* **Selected excerpt**:
I've tried the Dead Down Wind Huntress shampoo and conditioner. I have color treated hair and I was not happy with it. I could tell after only one wash that it was taking my color out. I haven't found anything that is good. So I'm very interested in everyone else's replies, especially women who color their hair. So now I use my regular shampoo & conditioner and try spray my head net and hat real good before each hunt with a scent killer. If I didn't have the gray I wouldn't color at all!


----------



## kimmiedawn (Jun 26, 2006)

* **Pointing records**:
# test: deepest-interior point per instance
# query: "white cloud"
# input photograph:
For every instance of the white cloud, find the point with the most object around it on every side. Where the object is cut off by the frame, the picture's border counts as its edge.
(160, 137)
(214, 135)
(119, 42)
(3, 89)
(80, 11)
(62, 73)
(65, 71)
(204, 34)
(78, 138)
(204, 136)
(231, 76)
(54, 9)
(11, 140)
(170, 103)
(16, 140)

* **Tasks to complete**:
[1] Copy out the pointing records word for word, every line included.
[2] Write what comes next in the forum thread about scent-control shampoo for hunters with color-treated hair, starting after its final line.

* **The replies**:
[1]
# test: deepest-interior point per instance
# query: "white cloud"
# input photograph:
For every instance of the white cloud, find the point with the most object around it on every side. Where the object is cut off by the frame, the picture's border counts as its edge.
(160, 137)
(214, 135)
(119, 42)
(3, 89)
(80, 11)
(62, 73)
(65, 71)
(204, 34)
(78, 138)
(204, 136)
(231, 76)
(54, 9)
(11, 140)
(170, 103)
(16, 140)

[2]
Well I have never used the DDW myself but after hearin all your comments that means I wont... Anyway that bein said.. I have very long hair to and HAVE to have conditioner if I plan on brushin my hair.. Plus I 99% of the time keep my hair in a braid so I have to be able to brush it out to do so.. So what I do and some might think I am crazy but it works, is was with normal shampoo and conditioner then take the Hunters Spec. shampoo/body wash and as hair again.. and it does not take the conditioner out of my hair so I can brush and braid when done. It has become a habit for braidin my hair for work and now I cant shot my bow comfortably without it braided (in summer my hair would stick to my neck and drive me nuts). Plus less wind fly to bug me while huntin..


----------



## cbprincess (Apr 2, 2009)

Can't get a comb through my shoulder length curly hair either without conditioner--rat's nest!!. I also use the Jason products as well as some from Earth Science which I get from the health food store. I'll check into those Rainbow products as well. My normal products aren't heavily scented because I'm sensitive to those types of things. Its a 50/50 toss up whether my hair is scent-free or not -- depends if I have time to get it dried before going out.


----------



## bree (Aug 16, 2009)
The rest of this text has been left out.